[Dataset entries]
::::::::::

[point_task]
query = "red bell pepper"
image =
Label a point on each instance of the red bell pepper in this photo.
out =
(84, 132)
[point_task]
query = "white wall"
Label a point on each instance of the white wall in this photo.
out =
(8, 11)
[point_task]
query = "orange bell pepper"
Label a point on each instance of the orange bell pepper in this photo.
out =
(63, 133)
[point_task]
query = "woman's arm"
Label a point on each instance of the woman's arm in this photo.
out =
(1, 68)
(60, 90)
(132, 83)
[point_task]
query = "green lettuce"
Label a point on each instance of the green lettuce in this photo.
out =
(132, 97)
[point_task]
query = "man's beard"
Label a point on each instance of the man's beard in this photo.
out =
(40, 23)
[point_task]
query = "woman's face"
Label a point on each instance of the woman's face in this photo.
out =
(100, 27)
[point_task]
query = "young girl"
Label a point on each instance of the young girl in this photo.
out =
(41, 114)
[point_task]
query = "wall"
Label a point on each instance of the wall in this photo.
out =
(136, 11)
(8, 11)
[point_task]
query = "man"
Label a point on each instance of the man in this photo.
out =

::::::::::

_Required work_
The whole block of entries above should be repeated exactly.

_Response_
[point_task]
query = "red bell pepper"
image =
Label a point on each instance of the red bell pepper in this photo.
out =
(84, 132)
[point_task]
query = "white wall"
Label a point on each instance of the white wall in this photo.
out =
(8, 11)
[point_task]
query = "orange bell pepper"
Label a point on each instance of the orange bell pepper in this photo.
out =
(63, 133)
[point_task]
query = "woman's arm"
Label a point on each instance of the woman's arm in this photo.
out =
(1, 68)
(60, 90)
(132, 83)
[point_task]
query = "green lettuce"
Label a point on each instance of the green lettuce in this photo.
out =
(132, 97)
[point_task]
query = "man's beard"
Label a point on each instance of the man's beard in this photo.
out =
(40, 23)
[point_task]
query = "woman's face"
Label a point on each instance of the woman's face in this photo.
out =
(100, 27)
[point_task]
query = "young girl"
Label a point on each instance of the young girl in this photo.
out =
(41, 114)
[point_task]
query = "wall"
Label a point on each instance of the wall in this photo.
out =
(136, 11)
(8, 11)
[point_task]
query = "man"
Label a point on each instance of the man in this photo.
out =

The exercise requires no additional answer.